[Pointing records for named objects]
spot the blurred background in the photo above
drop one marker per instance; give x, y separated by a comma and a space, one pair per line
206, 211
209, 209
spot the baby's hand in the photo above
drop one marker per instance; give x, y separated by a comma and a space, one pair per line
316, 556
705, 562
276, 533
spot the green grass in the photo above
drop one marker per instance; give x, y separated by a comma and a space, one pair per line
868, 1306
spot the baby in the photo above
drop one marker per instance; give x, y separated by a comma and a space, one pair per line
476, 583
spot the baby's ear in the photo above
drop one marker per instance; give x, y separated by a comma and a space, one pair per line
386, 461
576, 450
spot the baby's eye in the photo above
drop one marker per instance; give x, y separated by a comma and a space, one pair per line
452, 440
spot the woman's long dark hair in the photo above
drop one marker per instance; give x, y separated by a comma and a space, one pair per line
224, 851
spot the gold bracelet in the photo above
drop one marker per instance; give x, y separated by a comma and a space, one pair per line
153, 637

(EXERCISE TASK)
Please reproduce all of the records above word for word, changing nothing.

(SOLUTION TO THIS EXERCISE)
spot the blurred background in the photo above
drop one marker per instance; give x, y separated by a comma and a space, one pair per line
206, 211
209, 209
spot the baby's hand in the photo above
drop one marker per instance; give x, y separated by a comma and a space, one pair per line
316, 556
705, 562
276, 533
spot the green grass in the photo above
drop one marker per instance; give x, y separated by a comma and a space, one pair per line
868, 1306
spot the baby in the photo above
drop one marker per instance; give x, y separated by a comma and a space, one pair per line
476, 583
spot the baby's ear in the photo above
drop one marker per instance; give x, y separated by a comma and a space, one pair per line
386, 461
576, 450
spot the baby's eye in the photo above
drop one marker per instance; give x, y separated by a comma and a space, one pair per line
452, 440
spot the woman's long dark hair in the photo above
drop one marker per instance; give x, y separated by a comma and a space, one pair per line
224, 851
spot the gold bracelet in the photo above
drop one marker per instance; give x, y separated by a comma and a space, one pair per line
153, 637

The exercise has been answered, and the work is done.